Margins now hinge on cost and execution

The combination of consumer fragmentation and cautious wholesaler behavior has shifted the decisive factor from brand prestige to operational resilience. Brand equity retains value. It no longer protects margins on its own.

Diageo advanced marketing and overhead efficiencies through its Accelerate programme. Yet negative mix from US tequila weakness and tariff costs still pressured organic operating profit in the first half. The heavy focus on ultra-premium imports left the business more exposed when demand softened.

Becle demonstrated the advantage of an integrated model. Margin gains stemmed directly from cost discipline, supply-chain optimisation, and efficient use of inventory. The company maintained its position as the global tequila leader with roughly 29 percent market share while navigating a maturing category. Its 2026 guidance points to low single-digit net sales decline on a constant-currency basis, with continued focus on cost control.

Two distinct commercial models are now being tested. Becle’s vertically integrated control model offers greater resilience through direct oversight of costs and inventory. In contrast, Diageo’s brand-led import model retains strong equity in ultra-premium but requires faster adaptation in pricing architecture and execution. In the current environment, the integrated approach has shown clearer short-term buffering.

§ REQUIREMENT 1
Answer these about the passage on drinks-company margins:
(a) Through which program did Diageo push marketing and overhead efficiencies?
(b) About what share of the global tequila market does Becle hold?
(c) Which model has shown clearer short-term buffering in the current environment?
§ REQUIREMENT 2
Write the next part of the passage on drinks-company margins, starting after its final sentence.
The data here come from a separate source and are not part of the passage on drinks-company margins.

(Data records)
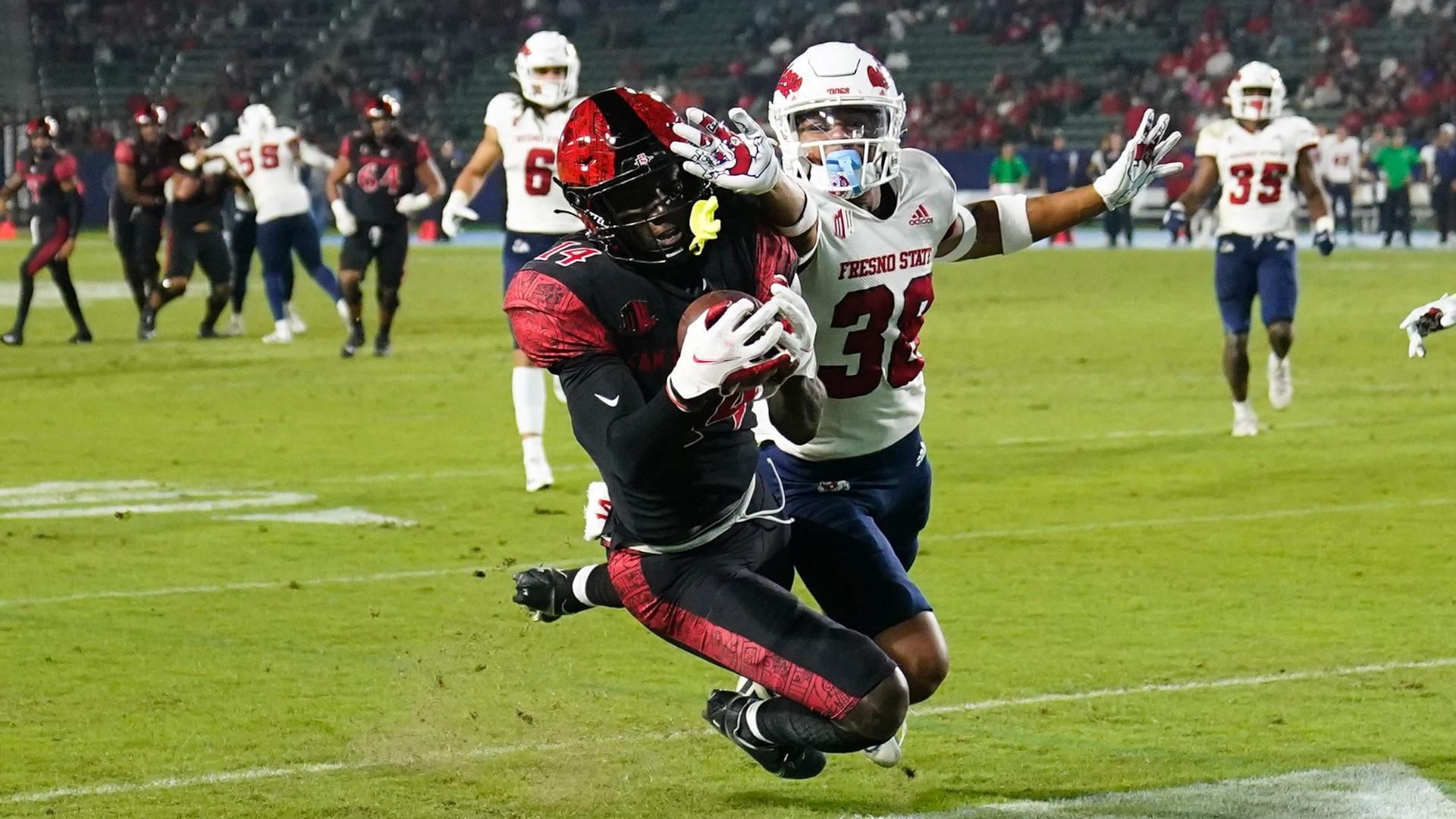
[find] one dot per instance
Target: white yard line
(296, 771)
(248, 586)
(1188, 521)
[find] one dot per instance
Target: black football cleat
(545, 592)
(724, 711)
(353, 343)
(147, 327)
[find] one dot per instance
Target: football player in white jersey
(1260, 156)
(522, 130)
(1338, 167)
(267, 158)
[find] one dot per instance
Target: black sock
(783, 722)
(22, 309)
(215, 308)
(61, 275)
(598, 589)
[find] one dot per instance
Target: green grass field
(1097, 532)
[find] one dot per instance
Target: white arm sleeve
(967, 240)
(1015, 224)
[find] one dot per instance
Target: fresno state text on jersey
(383, 169)
(868, 284)
(529, 136)
(1257, 172)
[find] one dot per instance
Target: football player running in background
(50, 175)
(196, 237)
(267, 158)
(373, 212)
(139, 205)
(520, 133)
(1260, 156)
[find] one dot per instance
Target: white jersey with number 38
(868, 284)
(533, 203)
(1257, 172)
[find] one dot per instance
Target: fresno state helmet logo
(789, 82)
(877, 77)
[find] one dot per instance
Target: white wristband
(1015, 224)
(967, 241)
(805, 221)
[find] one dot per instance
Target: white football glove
(457, 209)
(344, 218)
(737, 161)
(1427, 319)
(1139, 164)
(799, 337)
(724, 356)
(410, 205)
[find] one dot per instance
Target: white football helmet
(255, 120)
(548, 50)
(837, 85)
(1257, 93)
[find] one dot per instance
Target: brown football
(714, 302)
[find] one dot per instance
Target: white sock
(529, 394)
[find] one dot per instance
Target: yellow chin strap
(704, 223)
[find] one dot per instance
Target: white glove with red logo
(1139, 164)
(1427, 319)
(728, 353)
(737, 161)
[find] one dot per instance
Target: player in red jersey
(382, 167)
(55, 218)
(139, 205)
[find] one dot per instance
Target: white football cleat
(1282, 382)
(887, 754)
(294, 322)
(1245, 422)
(596, 512)
(538, 474)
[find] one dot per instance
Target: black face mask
(645, 218)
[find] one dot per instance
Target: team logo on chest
(637, 318)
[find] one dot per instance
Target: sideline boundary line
(484, 752)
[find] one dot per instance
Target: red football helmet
(196, 129)
(382, 107)
(620, 178)
(42, 127)
(149, 114)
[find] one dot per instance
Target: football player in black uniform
(196, 237)
(55, 216)
(137, 207)
(373, 212)
(695, 525)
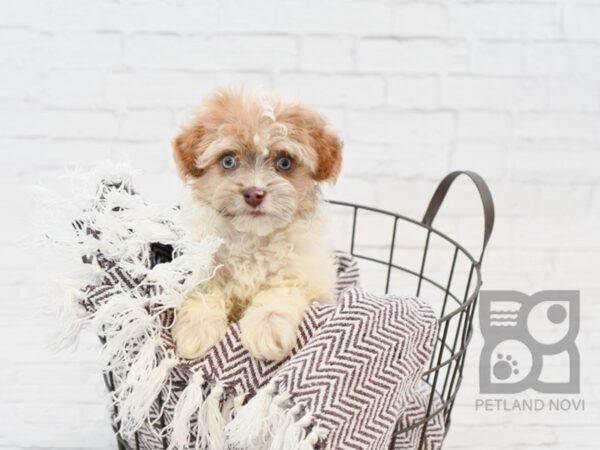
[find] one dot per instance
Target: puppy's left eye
(228, 162)
(284, 163)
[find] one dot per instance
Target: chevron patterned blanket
(352, 380)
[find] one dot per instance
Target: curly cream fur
(275, 260)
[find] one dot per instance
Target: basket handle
(486, 199)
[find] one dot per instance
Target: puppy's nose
(254, 196)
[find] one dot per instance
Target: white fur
(275, 277)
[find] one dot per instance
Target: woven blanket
(351, 381)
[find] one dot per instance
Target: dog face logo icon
(529, 342)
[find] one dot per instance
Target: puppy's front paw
(196, 329)
(267, 334)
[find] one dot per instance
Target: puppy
(254, 165)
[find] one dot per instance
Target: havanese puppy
(254, 164)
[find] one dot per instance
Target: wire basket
(452, 291)
(408, 256)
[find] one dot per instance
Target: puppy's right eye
(228, 162)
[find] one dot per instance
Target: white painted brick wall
(509, 88)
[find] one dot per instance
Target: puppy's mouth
(256, 213)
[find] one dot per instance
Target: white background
(510, 89)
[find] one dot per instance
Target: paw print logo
(522, 333)
(505, 367)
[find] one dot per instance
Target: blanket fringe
(135, 403)
(189, 403)
(211, 422)
(71, 317)
(272, 421)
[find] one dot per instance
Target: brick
(30, 13)
(559, 126)
(73, 88)
(574, 94)
(489, 159)
(504, 20)
(581, 20)
(240, 52)
(497, 58)
(82, 50)
(565, 201)
(416, 92)
(20, 84)
(360, 17)
(357, 91)
(146, 124)
(20, 120)
(562, 59)
(554, 162)
(423, 128)
(389, 162)
(404, 56)
(154, 89)
(80, 124)
(420, 19)
(18, 48)
(326, 53)
(490, 126)
(152, 51)
(244, 16)
(493, 93)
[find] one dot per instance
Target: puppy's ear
(185, 151)
(325, 142)
(329, 152)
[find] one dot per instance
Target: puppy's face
(257, 161)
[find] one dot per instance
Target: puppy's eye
(284, 163)
(228, 162)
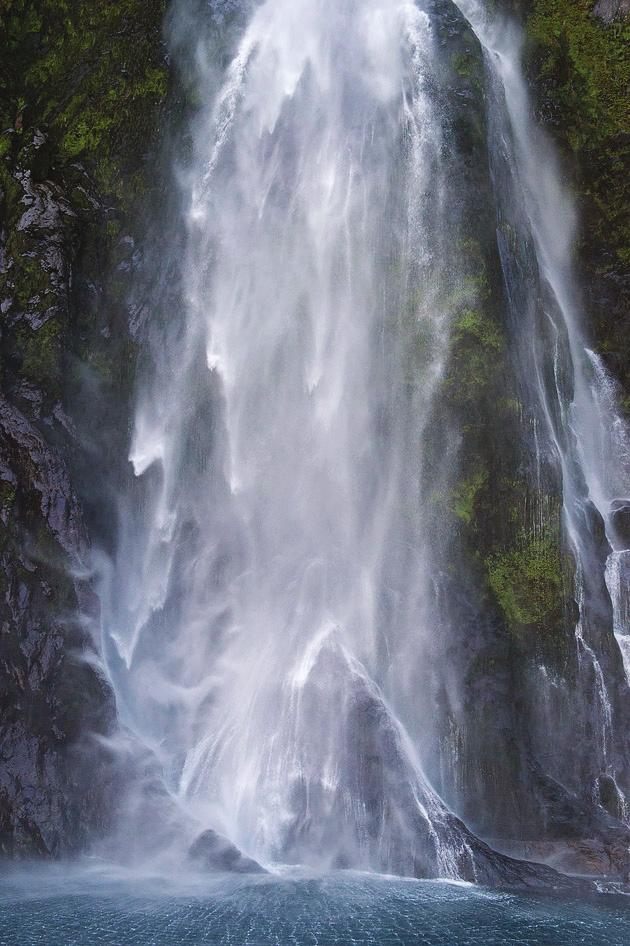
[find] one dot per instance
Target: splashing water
(266, 621)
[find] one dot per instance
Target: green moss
(42, 355)
(95, 78)
(473, 324)
(465, 495)
(582, 67)
(527, 581)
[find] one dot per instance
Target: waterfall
(268, 620)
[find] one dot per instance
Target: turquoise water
(57, 907)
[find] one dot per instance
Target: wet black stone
(211, 851)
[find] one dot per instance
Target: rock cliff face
(81, 85)
(82, 92)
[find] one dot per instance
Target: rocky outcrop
(609, 10)
(79, 97)
(212, 852)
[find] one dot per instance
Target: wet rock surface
(212, 852)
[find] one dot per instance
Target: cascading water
(267, 623)
(572, 398)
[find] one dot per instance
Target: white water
(583, 423)
(265, 626)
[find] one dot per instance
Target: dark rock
(609, 10)
(213, 852)
(620, 523)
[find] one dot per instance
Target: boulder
(211, 851)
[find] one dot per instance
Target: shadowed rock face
(53, 777)
(609, 10)
(211, 851)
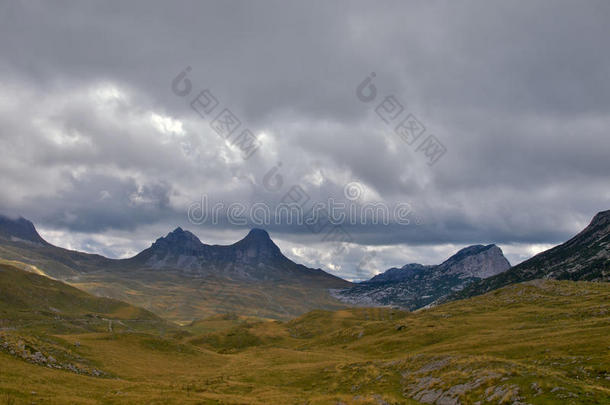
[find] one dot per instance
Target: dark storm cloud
(93, 139)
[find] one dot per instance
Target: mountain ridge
(414, 285)
(584, 257)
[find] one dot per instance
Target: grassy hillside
(541, 342)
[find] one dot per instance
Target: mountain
(181, 278)
(20, 230)
(584, 257)
(396, 274)
(27, 298)
(414, 285)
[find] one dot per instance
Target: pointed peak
(258, 233)
(259, 239)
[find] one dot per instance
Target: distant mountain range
(414, 285)
(585, 257)
(181, 278)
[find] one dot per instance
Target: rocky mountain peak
(479, 261)
(179, 241)
(258, 244)
(19, 230)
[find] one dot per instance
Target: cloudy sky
(105, 155)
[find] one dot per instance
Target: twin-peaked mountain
(414, 285)
(181, 278)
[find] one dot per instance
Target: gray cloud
(93, 140)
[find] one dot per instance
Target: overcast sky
(99, 151)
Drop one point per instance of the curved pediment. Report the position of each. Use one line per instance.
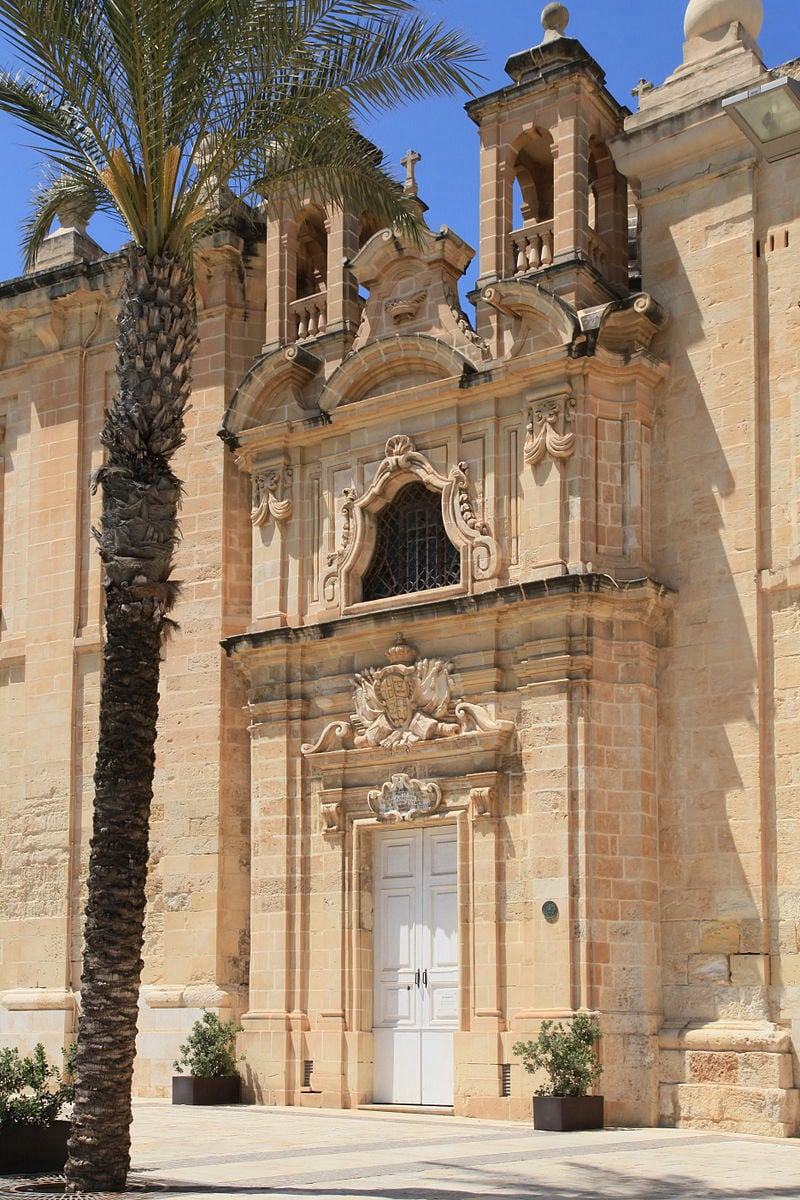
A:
(545, 319)
(275, 378)
(392, 364)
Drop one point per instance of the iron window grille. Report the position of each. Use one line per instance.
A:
(413, 551)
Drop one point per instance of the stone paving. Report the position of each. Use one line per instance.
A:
(247, 1153)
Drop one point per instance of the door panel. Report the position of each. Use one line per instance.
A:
(415, 966)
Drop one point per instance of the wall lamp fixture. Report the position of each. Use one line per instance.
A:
(770, 117)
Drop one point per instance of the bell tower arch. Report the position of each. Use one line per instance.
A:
(553, 205)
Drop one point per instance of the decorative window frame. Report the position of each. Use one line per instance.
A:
(403, 463)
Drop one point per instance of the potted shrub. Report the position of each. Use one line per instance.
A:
(209, 1057)
(569, 1056)
(32, 1093)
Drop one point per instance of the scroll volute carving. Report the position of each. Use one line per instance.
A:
(271, 493)
(404, 463)
(551, 429)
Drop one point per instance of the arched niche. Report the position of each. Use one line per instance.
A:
(311, 258)
(404, 465)
(530, 203)
(533, 171)
(389, 364)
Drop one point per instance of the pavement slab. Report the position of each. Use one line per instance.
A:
(280, 1153)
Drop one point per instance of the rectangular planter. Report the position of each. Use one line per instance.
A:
(560, 1114)
(32, 1149)
(206, 1090)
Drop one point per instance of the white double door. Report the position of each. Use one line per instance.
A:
(415, 966)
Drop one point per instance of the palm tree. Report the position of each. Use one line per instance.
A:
(142, 108)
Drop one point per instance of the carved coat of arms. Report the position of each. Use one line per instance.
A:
(405, 702)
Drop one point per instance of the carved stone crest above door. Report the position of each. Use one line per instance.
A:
(404, 703)
(402, 798)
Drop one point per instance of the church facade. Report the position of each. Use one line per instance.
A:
(483, 706)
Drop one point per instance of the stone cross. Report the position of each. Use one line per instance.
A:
(409, 162)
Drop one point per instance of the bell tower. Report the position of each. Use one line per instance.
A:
(553, 205)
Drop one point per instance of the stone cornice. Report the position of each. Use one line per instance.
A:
(653, 600)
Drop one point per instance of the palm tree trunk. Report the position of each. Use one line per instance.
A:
(137, 540)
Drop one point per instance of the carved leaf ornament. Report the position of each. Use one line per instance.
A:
(403, 703)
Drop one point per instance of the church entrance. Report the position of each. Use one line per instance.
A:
(415, 966)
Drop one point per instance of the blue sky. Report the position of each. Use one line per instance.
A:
(630, 40)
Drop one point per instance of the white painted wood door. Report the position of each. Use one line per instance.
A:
(415, 966)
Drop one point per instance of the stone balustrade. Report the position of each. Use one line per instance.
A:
(308, 317)
(531, 247)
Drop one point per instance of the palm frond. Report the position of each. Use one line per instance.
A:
(138, 90)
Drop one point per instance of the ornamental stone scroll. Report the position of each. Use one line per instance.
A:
(549, 430)
(271, 495)
(404, 463)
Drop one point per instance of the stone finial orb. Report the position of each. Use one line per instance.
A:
(555, 17)
(703, 16)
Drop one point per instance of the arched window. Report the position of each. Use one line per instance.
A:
(413, 551)
(312, 256)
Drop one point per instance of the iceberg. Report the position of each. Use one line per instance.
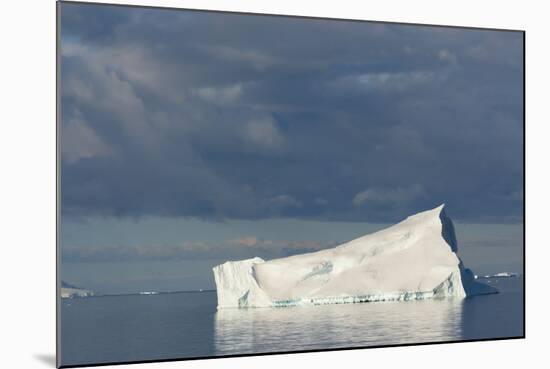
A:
(413, 260)
(69, 291)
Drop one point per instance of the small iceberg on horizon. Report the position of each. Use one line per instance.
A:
(415, 259)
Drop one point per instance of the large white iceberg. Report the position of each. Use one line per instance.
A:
(414, 259)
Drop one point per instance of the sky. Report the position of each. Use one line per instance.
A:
(189, 138)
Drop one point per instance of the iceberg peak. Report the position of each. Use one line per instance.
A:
(414, 259)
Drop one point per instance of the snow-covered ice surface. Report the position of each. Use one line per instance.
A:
(413, 260)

§ EXPECTED OUTPUT 1
(a) Its Accelerate programme.
(b) Roughly 29 percent.
(c) Becle's vertically integrated control model.

§ EXPECTED OUTPUT 2
Tequila 2026 is not about whether the boom returns. It is about which models adapt best to the new realities. North America reveals the sharpest breaking point, yet similar dynamics, including slower premiumisation, tighter distribution, and greater emphasis on cost resilience, are likely to appear in other premium spirits categories.

Accessible premium positioning, disciplined pricing, and superior execution are poised to outperform pure ultra-premium bets. The winners will be those who treat tequila’s current adjustment not as a temporary setback but as the emergence of more demanding, execution-led rules for high-end spirits.